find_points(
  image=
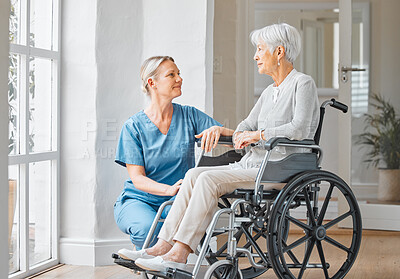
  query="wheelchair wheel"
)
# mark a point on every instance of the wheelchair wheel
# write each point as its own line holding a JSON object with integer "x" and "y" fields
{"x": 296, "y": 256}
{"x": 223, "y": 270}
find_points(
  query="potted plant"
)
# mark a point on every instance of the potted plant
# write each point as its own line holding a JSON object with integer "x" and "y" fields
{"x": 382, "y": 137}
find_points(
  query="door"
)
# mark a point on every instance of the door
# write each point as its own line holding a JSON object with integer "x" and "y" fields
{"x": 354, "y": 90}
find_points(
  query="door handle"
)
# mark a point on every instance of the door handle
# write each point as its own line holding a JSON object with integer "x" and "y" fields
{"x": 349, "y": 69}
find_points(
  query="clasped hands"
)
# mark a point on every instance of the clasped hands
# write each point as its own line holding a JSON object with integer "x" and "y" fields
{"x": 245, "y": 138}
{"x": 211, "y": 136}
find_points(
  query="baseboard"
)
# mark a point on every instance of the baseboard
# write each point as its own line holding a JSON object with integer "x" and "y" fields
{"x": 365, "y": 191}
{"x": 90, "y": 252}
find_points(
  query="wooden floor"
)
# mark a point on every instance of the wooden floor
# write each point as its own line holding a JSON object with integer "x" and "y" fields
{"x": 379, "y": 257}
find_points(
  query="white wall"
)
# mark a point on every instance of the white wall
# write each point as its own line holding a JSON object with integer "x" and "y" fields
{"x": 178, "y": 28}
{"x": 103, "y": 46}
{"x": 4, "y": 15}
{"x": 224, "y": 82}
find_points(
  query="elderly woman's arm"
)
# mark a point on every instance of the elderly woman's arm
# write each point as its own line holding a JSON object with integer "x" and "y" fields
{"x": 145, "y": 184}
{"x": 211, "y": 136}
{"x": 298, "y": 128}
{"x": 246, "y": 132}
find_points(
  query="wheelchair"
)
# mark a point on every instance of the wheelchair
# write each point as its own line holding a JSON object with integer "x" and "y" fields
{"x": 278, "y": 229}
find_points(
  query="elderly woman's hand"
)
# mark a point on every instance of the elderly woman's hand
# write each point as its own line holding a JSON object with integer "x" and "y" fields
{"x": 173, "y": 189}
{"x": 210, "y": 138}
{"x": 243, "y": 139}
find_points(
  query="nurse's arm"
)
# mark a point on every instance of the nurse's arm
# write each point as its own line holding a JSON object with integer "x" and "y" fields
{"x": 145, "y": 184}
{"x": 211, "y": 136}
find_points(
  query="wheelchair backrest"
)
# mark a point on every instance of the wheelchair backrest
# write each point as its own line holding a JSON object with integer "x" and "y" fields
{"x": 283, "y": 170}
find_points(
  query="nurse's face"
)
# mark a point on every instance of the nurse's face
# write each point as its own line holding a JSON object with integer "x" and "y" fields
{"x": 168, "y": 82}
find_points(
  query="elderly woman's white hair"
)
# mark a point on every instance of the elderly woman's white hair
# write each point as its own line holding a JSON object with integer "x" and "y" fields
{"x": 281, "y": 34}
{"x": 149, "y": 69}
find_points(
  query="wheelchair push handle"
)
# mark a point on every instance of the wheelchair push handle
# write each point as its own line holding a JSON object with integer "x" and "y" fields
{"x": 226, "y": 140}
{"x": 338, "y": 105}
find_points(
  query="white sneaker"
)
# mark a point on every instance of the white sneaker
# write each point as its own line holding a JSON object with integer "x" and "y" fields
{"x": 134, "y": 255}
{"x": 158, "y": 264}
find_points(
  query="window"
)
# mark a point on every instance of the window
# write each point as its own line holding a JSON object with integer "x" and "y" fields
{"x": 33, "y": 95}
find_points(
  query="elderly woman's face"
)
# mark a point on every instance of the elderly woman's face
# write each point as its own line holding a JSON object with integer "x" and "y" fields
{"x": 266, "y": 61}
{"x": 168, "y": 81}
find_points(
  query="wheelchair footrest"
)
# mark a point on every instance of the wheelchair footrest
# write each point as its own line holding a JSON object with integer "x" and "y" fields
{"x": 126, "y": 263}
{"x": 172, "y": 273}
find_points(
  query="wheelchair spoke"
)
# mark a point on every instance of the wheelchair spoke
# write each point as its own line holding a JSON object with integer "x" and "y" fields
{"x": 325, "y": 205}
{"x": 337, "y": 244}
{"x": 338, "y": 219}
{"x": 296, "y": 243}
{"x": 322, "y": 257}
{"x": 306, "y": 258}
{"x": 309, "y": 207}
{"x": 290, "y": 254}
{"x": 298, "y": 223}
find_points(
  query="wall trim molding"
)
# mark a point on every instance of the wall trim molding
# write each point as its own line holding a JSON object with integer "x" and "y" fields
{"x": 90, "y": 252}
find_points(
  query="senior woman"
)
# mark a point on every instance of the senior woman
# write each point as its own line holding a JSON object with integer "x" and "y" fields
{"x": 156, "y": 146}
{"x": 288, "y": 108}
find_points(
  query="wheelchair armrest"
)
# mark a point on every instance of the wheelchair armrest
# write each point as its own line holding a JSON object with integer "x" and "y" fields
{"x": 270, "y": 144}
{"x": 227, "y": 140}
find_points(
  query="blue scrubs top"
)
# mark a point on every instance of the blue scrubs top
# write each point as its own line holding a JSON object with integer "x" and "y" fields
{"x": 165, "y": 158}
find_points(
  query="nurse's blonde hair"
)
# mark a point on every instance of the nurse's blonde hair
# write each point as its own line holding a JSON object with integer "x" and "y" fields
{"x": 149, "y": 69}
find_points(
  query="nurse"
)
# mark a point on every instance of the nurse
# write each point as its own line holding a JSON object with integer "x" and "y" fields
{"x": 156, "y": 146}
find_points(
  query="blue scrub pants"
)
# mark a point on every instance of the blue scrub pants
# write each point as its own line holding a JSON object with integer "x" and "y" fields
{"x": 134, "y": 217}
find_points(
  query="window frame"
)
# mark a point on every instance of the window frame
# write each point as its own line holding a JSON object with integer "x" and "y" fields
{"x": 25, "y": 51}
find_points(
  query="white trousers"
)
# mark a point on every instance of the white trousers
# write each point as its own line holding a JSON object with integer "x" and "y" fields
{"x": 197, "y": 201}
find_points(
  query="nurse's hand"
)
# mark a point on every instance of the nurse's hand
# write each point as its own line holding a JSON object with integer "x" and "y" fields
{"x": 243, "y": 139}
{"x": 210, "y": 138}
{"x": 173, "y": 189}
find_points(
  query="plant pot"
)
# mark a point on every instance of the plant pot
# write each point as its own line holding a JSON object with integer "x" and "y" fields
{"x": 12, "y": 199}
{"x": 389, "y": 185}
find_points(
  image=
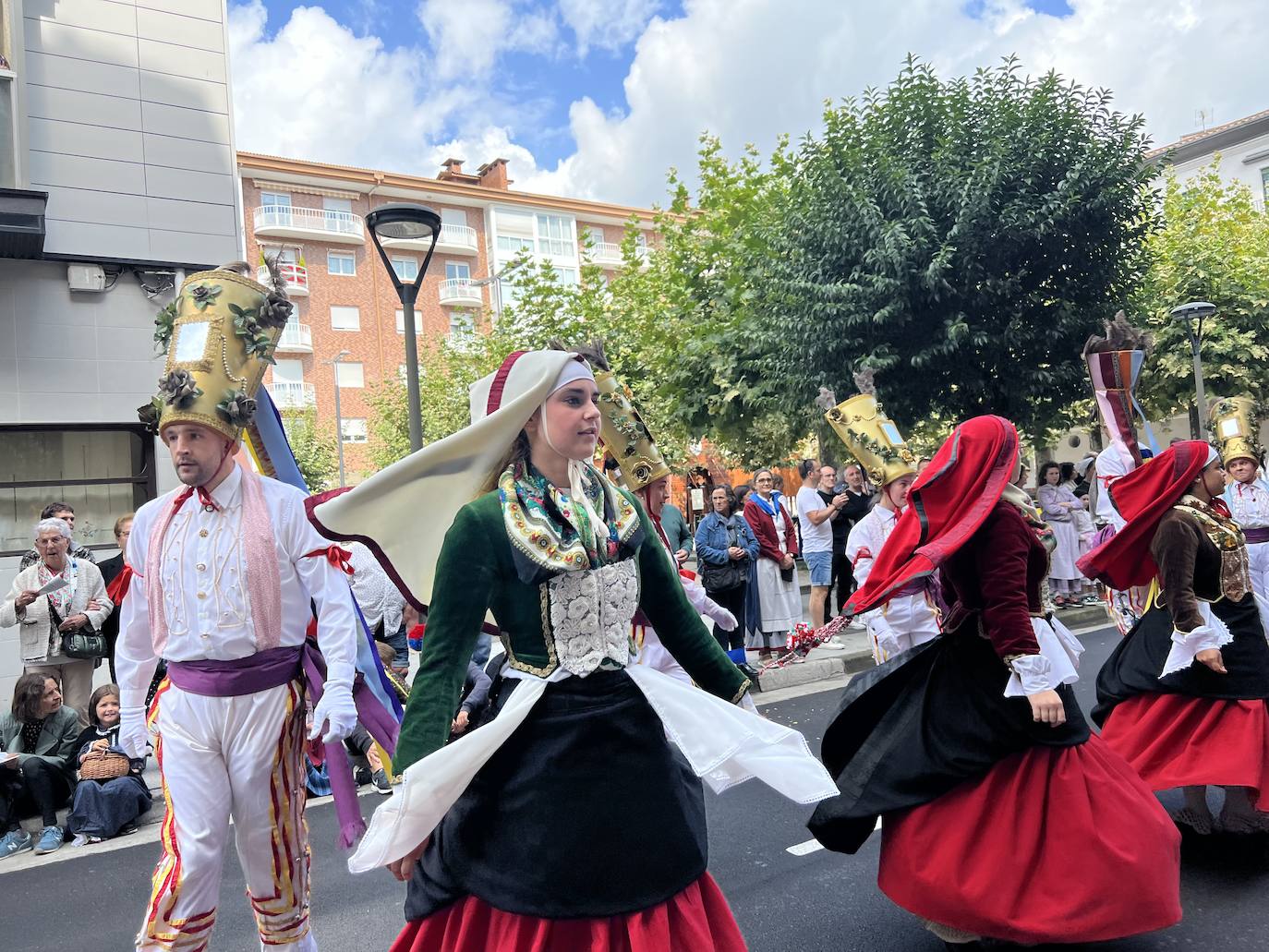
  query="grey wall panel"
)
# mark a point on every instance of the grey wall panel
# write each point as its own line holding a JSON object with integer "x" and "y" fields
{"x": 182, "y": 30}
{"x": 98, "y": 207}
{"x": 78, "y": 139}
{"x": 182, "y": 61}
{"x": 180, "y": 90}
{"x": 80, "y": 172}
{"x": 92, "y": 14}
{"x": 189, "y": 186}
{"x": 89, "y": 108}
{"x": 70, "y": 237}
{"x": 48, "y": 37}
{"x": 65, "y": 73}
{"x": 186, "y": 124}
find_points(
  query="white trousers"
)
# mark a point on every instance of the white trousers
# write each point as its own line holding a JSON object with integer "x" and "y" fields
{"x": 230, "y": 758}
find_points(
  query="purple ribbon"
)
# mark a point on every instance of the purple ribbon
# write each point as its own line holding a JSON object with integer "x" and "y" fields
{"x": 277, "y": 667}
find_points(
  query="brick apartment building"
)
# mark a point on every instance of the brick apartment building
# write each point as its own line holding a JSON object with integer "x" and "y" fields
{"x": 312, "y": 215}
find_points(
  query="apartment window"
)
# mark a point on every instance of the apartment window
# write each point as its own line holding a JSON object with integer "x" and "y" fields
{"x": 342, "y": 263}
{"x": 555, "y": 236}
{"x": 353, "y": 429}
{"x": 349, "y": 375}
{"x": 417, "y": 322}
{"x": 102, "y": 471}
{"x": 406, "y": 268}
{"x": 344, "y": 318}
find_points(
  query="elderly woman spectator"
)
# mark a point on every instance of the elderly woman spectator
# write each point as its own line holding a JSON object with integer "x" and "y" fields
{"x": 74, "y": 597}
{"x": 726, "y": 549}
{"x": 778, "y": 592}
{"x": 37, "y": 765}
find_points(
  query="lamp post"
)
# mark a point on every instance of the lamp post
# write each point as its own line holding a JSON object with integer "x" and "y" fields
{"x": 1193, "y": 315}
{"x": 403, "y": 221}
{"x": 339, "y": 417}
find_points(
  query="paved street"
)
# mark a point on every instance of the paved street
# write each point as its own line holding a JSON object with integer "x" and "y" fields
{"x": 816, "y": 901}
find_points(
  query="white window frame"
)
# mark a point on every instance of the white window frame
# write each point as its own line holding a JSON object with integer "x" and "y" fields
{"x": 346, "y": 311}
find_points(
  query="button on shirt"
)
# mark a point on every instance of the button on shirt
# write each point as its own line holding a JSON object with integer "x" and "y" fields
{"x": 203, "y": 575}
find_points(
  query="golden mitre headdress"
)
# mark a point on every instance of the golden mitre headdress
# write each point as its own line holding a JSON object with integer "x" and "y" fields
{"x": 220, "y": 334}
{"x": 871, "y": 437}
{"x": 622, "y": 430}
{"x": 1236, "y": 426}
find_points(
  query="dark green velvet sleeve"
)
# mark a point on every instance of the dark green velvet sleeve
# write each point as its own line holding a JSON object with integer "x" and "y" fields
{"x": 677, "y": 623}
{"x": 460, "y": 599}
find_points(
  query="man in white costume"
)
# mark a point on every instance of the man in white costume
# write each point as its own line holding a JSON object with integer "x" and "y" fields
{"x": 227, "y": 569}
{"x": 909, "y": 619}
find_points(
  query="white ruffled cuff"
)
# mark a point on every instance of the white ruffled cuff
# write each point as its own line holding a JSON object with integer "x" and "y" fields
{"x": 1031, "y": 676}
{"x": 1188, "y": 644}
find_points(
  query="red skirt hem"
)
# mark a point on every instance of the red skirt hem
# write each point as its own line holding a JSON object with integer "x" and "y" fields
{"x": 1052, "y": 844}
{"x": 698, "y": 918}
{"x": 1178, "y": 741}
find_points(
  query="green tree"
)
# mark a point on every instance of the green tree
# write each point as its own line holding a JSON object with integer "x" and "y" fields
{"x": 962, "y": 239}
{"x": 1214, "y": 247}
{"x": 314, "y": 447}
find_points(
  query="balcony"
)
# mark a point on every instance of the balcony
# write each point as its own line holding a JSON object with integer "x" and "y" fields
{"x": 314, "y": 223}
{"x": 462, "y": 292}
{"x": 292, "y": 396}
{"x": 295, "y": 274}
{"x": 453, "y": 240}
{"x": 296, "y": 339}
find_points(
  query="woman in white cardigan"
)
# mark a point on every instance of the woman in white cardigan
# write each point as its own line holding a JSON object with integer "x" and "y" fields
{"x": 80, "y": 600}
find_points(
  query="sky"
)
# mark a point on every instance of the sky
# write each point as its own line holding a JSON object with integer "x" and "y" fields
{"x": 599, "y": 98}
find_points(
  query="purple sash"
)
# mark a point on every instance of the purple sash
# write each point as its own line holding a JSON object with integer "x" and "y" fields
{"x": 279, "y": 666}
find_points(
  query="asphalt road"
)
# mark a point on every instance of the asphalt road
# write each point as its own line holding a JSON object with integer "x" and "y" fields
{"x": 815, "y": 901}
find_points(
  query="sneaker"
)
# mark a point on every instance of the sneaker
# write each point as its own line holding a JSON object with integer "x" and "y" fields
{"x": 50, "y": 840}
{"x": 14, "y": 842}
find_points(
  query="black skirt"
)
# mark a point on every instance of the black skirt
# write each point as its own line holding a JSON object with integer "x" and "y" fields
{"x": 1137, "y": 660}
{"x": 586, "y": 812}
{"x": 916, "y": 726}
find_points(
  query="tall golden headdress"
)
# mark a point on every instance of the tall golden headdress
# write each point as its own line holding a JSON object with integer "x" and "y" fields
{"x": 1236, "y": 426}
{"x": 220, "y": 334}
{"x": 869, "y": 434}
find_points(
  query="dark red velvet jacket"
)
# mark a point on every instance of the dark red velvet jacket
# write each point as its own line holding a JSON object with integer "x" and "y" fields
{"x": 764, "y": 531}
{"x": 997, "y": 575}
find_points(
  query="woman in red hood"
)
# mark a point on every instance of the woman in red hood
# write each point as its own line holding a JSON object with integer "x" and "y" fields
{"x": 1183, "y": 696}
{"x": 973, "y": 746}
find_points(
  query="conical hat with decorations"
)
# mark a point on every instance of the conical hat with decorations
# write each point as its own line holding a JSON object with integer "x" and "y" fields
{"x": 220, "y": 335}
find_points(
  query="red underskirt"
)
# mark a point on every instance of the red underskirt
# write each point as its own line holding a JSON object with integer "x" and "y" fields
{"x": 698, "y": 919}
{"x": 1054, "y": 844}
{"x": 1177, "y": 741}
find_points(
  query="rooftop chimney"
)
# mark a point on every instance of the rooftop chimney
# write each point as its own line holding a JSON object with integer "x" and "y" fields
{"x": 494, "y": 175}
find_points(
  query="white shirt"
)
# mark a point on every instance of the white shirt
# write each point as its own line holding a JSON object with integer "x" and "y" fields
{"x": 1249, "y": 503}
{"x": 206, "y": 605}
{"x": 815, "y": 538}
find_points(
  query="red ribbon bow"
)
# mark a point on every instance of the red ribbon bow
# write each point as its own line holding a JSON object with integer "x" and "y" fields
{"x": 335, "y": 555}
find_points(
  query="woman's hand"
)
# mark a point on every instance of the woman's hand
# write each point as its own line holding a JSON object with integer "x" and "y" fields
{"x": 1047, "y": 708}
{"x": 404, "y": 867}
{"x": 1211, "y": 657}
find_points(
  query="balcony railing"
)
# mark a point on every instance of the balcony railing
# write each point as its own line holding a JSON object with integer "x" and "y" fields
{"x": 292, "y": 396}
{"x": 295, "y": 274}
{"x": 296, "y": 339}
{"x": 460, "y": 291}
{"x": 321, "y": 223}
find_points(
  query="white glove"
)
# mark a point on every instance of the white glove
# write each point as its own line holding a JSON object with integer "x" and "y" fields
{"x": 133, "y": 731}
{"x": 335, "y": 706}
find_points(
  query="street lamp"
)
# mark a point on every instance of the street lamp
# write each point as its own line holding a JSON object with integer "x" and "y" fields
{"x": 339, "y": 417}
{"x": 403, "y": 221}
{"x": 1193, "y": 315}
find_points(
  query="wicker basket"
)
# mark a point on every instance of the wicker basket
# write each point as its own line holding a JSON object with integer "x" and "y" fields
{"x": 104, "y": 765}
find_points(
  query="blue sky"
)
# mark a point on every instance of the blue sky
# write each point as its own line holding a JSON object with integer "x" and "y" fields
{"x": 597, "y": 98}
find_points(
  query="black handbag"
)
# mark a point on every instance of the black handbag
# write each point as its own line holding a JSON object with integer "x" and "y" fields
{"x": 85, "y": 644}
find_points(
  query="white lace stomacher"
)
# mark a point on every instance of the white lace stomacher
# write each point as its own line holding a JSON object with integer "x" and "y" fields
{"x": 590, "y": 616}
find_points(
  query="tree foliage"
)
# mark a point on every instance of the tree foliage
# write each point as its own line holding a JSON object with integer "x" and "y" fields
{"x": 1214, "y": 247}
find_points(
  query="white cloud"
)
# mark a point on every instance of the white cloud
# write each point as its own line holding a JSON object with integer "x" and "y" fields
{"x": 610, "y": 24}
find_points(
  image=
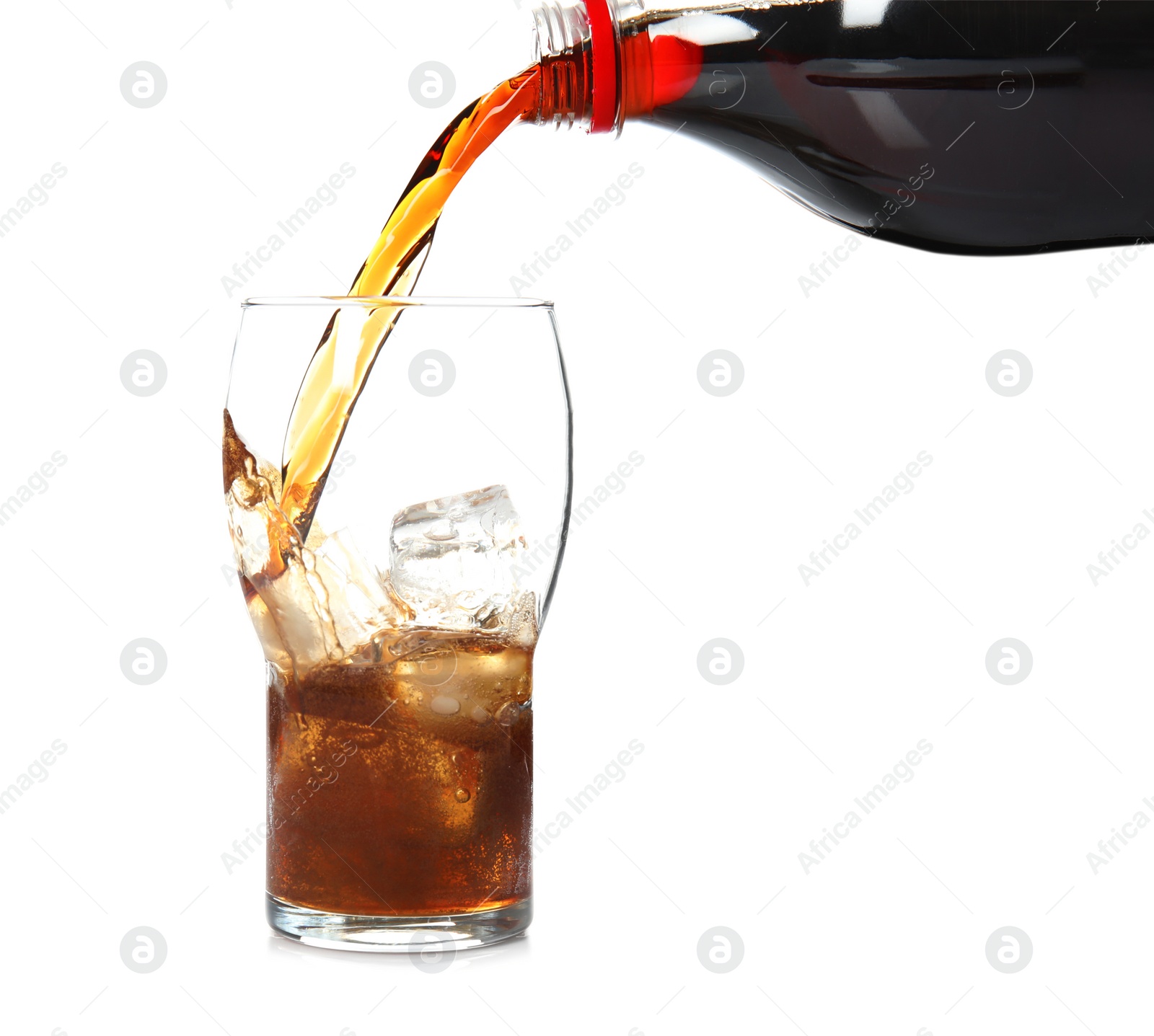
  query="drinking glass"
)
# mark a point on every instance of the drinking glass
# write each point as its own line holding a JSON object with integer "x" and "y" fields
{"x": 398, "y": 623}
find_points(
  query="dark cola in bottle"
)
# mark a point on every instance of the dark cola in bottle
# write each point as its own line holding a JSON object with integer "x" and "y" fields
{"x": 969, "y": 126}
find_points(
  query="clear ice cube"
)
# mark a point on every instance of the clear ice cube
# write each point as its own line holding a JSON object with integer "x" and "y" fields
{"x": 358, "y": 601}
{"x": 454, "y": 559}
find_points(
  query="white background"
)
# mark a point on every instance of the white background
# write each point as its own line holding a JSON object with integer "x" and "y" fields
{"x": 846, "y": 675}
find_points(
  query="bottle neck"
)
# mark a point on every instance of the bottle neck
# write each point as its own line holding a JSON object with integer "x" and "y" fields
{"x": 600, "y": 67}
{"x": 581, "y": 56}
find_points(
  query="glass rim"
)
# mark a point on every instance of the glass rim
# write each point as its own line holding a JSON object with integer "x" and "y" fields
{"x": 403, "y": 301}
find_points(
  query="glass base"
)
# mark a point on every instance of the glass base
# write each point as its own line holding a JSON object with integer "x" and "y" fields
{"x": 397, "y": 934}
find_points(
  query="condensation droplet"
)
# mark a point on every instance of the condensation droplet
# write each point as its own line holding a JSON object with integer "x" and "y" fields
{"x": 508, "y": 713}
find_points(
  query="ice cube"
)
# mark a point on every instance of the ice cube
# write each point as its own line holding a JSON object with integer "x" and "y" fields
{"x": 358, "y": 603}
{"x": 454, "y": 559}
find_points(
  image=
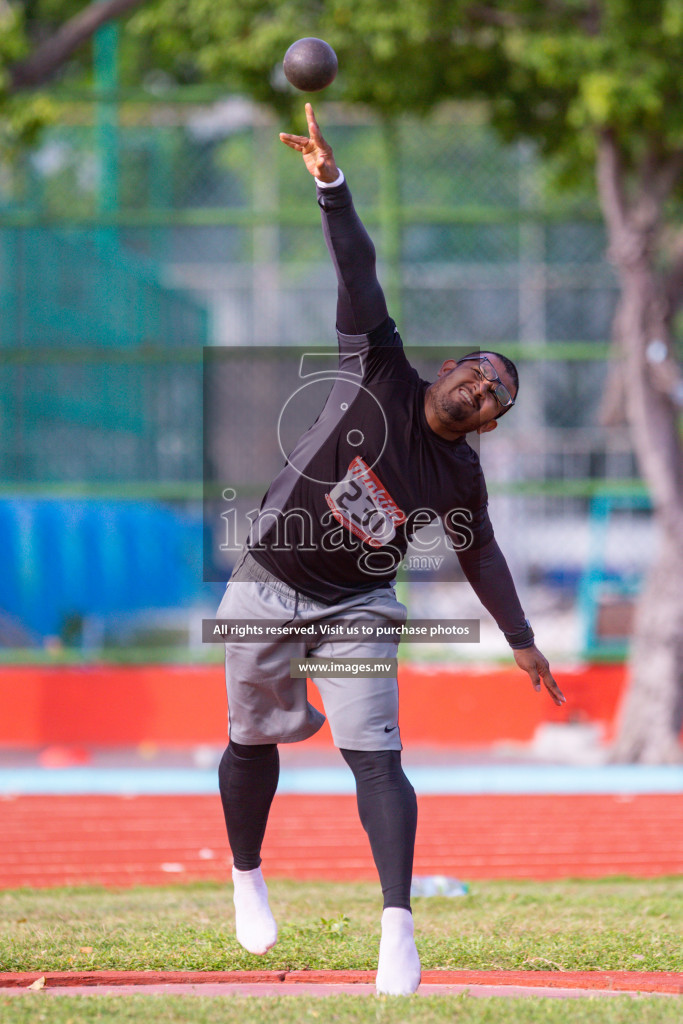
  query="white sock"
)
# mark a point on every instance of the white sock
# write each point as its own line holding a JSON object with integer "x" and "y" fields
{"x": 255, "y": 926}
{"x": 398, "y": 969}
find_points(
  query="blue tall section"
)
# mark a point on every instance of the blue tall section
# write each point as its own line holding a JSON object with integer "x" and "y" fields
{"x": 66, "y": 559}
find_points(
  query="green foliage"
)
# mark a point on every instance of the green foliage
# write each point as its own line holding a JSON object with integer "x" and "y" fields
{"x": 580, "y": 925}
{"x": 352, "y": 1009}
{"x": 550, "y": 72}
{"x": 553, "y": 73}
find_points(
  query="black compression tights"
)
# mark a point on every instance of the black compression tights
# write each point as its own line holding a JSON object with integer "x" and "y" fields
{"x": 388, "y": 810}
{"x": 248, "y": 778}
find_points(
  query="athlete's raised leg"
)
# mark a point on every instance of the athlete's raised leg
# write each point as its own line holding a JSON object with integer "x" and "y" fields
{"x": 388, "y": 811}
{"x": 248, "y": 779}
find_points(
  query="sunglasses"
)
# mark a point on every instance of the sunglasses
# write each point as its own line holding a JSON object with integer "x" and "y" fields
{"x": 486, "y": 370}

* [Work instruction]:
Please list every line of the records that contains "floor".

* [Result for this exercise]:
  query="wooden floor"
# mark a point on every instance of the wooden floor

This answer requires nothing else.